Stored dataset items
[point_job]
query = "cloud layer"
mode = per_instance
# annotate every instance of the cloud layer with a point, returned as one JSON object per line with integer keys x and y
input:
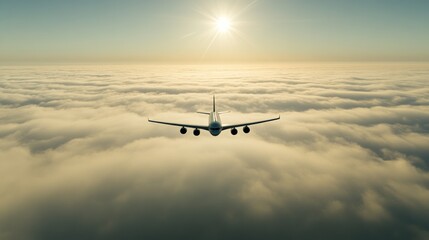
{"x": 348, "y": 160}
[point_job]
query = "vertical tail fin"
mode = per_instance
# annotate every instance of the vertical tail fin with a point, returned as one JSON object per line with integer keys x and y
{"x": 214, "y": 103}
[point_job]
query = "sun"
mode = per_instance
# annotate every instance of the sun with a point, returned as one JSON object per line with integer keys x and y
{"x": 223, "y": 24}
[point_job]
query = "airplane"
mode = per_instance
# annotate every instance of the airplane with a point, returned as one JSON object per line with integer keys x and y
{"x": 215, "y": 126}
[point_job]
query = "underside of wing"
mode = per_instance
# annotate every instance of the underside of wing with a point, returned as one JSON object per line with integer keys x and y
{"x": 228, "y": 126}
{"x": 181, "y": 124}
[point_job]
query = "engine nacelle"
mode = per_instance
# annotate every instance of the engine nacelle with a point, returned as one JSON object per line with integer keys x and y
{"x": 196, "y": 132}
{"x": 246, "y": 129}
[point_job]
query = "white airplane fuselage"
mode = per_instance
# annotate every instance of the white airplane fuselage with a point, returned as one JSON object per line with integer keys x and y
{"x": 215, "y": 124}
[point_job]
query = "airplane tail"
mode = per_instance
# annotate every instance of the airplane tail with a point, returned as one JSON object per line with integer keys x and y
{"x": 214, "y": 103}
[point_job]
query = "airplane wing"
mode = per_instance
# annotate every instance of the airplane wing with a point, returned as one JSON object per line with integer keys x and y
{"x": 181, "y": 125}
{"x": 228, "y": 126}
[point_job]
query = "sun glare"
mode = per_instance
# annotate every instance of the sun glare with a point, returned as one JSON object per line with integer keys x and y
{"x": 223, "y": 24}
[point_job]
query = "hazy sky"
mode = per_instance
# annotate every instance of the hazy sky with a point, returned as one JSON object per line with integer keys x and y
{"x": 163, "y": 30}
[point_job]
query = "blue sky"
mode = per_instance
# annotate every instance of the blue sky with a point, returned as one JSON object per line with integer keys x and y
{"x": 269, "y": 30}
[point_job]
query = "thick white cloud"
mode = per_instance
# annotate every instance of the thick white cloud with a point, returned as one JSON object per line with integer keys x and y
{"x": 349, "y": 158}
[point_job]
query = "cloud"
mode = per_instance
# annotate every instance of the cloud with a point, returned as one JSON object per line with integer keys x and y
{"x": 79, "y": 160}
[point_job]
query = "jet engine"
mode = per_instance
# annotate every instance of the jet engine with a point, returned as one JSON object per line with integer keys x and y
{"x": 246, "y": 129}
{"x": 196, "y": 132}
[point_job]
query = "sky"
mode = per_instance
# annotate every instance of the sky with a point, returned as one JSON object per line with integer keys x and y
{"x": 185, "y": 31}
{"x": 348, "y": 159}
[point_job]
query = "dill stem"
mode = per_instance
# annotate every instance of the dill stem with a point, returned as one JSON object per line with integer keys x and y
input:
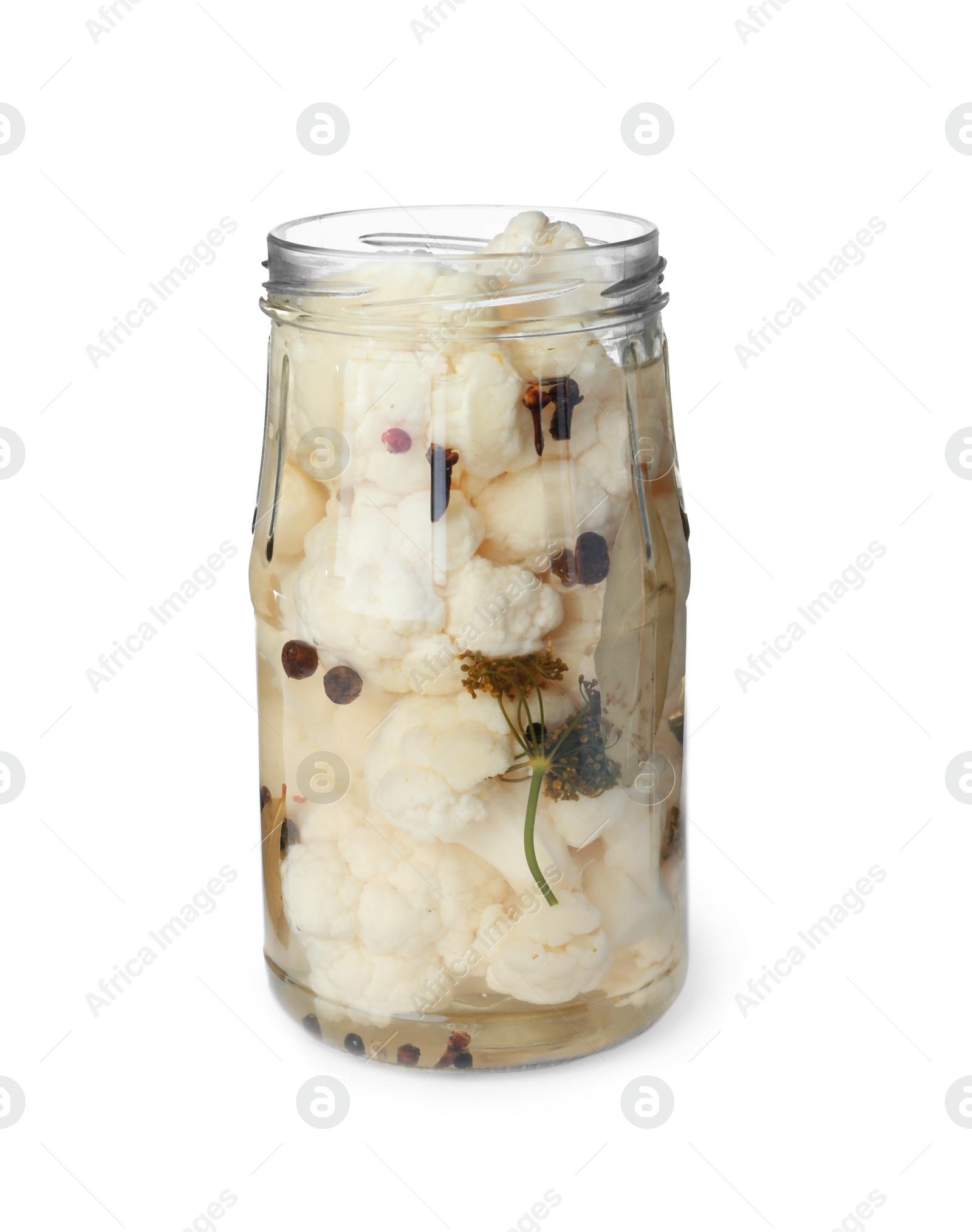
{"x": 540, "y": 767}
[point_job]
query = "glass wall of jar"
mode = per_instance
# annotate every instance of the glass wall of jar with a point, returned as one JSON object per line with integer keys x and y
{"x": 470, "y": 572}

==

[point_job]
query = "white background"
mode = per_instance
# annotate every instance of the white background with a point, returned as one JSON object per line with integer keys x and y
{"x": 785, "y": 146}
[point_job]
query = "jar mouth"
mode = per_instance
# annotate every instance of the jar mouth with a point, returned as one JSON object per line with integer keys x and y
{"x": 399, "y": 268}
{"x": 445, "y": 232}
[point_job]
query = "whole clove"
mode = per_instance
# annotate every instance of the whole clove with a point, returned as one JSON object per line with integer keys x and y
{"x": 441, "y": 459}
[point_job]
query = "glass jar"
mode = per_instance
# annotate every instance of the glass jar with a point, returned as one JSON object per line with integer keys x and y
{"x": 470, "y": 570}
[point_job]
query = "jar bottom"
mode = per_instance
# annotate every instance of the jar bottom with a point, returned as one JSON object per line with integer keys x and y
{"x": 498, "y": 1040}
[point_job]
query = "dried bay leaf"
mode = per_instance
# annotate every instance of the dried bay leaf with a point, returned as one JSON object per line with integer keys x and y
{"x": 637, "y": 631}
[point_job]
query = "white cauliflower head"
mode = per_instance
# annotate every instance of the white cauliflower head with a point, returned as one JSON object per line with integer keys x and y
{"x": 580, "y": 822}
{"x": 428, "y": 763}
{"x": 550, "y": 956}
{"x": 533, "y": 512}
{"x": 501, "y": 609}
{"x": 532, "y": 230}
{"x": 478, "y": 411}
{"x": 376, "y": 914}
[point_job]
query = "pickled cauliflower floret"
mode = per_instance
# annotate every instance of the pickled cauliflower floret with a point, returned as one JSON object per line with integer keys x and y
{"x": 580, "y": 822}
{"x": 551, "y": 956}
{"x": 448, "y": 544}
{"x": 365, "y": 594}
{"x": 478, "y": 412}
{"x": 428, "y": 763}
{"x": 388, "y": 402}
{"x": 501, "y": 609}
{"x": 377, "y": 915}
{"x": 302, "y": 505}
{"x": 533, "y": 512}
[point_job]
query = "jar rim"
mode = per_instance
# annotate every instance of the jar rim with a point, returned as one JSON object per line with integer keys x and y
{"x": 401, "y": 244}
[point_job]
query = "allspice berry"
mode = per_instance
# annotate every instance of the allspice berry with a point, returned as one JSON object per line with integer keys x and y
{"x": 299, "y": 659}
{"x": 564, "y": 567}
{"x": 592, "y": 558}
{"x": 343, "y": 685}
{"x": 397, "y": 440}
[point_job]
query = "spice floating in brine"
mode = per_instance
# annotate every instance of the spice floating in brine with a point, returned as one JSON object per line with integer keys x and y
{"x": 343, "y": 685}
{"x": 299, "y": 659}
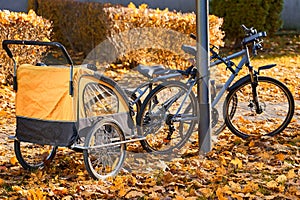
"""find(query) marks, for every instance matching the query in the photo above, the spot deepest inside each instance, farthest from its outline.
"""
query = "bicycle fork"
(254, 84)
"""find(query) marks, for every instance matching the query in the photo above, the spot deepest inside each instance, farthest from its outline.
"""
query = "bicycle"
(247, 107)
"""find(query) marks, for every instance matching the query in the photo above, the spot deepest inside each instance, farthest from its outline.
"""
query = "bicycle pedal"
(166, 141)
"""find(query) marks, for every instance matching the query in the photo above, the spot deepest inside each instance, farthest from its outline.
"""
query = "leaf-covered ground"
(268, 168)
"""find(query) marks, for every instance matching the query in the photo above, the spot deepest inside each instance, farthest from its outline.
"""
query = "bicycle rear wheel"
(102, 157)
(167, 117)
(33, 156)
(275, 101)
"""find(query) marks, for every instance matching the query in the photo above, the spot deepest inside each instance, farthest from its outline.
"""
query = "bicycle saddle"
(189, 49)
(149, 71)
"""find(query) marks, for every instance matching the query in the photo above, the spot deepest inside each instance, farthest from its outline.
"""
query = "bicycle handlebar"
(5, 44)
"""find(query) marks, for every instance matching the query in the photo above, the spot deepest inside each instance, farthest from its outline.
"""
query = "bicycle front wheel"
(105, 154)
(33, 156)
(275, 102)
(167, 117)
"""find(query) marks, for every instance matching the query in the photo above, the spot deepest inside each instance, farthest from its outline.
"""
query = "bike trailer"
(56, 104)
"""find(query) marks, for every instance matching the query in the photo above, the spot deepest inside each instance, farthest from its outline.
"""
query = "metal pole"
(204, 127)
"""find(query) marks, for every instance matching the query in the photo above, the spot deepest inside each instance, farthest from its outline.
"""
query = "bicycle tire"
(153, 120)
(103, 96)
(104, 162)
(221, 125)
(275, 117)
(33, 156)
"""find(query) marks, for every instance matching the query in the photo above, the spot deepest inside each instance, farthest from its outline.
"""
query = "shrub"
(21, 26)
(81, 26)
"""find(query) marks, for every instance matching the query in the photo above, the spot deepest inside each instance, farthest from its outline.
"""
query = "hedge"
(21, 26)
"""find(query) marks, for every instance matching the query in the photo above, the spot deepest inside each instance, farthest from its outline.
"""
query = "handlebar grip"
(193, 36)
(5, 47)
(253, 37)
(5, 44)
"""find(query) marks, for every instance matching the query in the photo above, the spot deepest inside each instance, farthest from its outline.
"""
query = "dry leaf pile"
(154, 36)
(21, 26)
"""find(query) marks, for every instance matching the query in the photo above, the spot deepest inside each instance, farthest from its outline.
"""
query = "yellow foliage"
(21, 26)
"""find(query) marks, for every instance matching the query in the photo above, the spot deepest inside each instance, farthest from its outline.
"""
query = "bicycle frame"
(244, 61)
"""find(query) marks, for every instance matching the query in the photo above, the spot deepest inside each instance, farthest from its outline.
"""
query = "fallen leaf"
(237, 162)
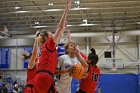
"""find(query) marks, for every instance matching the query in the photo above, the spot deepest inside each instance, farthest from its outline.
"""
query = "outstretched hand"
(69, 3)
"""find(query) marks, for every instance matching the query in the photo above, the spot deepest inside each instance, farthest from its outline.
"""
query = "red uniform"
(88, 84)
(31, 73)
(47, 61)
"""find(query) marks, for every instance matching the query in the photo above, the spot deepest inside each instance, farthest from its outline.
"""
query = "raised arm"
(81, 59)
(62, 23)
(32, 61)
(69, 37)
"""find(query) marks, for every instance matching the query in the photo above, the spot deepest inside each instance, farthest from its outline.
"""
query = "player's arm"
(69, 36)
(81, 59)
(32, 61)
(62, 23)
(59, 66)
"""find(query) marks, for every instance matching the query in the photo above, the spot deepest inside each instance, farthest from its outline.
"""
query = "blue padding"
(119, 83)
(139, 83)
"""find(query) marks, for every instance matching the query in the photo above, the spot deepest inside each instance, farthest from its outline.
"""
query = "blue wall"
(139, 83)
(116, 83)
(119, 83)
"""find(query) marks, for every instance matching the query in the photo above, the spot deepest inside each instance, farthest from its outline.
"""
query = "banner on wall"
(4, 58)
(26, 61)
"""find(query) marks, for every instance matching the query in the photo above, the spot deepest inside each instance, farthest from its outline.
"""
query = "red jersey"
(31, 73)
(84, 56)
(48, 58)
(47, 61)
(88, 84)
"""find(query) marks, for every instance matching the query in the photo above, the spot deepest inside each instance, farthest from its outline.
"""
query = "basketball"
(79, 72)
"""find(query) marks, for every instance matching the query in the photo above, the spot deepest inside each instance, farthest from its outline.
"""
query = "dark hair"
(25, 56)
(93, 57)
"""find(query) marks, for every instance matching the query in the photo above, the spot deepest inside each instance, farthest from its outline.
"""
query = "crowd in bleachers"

Work required:
Please tally the lines of the entries that hold "dill" and give only the resulting number.

Your solution:
2